◆ **TASK REQUIREMENTS**:
1 – In the commentary on Gehenna, where did idolatrous Jews once offer their children to Molech?
2 – Count the lines of the records that contain the word "every" and reply with only that number.

Next, some like to parse the different judgments so that the first judgment is not all that harsh, whereas the second judgment (the supreme court/Sanhedrin) is worse, but the judgment to the fires of hell is yet the worst. "This, however, is a rhetorical device and the differences have no literal significance (just as the offense of anger is essentially the same in the three instances. Here in both occurrences thi krisei may mean initially the judgment of the religious authorities, as in this case of the local sanhedrins (composed of twenty-three members . . .) found in larger cities, which handled murder cases. The penalty for murder was death (cf. Lev. 24:17 . . .). . . . The point in all four cases is that anger, as the root of murder, deserves in principle the same penalty” (WBC:115-116).

    ”Gehenna is the Valley of Hinnom where the fire burned continually. Here idolatrous Jews once offered their children to Molech (I Kings 23:10). Jesus finds one cause of murder to be abusive language. Gehenna ‘should be carefully distinguished from Hades . . . which is never used for the place of punishment, but for the place of departed spirits, without reference to their moral condition’ (Vincent)” (RWP 1:44).

◆ **RECORDS FOR THE TASK**:
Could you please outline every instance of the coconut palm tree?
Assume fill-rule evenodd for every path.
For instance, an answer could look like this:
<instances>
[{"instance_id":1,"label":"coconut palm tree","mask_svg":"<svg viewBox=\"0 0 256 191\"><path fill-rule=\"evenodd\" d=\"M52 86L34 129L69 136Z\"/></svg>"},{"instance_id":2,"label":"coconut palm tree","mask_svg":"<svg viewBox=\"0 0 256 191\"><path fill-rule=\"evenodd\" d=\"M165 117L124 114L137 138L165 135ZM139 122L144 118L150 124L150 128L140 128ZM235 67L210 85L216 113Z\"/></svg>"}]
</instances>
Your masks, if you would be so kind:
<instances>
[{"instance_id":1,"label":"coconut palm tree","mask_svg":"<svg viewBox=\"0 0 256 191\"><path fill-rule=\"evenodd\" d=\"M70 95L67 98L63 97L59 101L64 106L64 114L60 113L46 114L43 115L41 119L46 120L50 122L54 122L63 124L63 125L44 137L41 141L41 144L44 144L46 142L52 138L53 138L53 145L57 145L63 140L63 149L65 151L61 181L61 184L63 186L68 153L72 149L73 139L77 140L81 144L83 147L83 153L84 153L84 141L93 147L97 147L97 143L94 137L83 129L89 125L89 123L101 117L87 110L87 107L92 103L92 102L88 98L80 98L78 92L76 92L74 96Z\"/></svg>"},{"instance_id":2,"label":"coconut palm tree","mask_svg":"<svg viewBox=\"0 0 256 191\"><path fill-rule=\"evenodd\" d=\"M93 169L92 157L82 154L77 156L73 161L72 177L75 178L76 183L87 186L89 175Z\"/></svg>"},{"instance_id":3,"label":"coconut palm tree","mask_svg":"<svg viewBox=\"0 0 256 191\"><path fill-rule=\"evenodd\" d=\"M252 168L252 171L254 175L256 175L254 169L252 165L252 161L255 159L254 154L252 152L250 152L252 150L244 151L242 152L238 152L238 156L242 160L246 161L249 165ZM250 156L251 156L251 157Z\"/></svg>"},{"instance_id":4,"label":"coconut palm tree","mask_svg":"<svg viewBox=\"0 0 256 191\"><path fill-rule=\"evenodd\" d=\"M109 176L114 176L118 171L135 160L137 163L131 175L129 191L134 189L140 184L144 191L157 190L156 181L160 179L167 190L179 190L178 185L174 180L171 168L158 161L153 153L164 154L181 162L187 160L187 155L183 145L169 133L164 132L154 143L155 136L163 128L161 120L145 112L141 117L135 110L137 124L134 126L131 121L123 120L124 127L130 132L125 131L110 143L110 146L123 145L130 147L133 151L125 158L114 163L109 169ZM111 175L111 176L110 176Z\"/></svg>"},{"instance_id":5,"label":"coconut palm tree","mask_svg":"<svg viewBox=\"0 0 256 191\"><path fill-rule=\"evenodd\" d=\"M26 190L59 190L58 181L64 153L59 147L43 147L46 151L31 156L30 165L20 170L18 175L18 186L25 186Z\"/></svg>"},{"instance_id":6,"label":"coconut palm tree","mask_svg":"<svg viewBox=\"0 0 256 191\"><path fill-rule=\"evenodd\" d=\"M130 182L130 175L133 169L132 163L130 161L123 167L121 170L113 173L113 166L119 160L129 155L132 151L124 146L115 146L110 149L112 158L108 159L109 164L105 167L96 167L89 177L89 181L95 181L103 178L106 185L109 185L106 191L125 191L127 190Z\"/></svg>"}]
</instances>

◆ **EXPECTED RESULTS**:
1 – In Gehenna, the Valley of Hinnom, where the fire burned continually.

2 – 2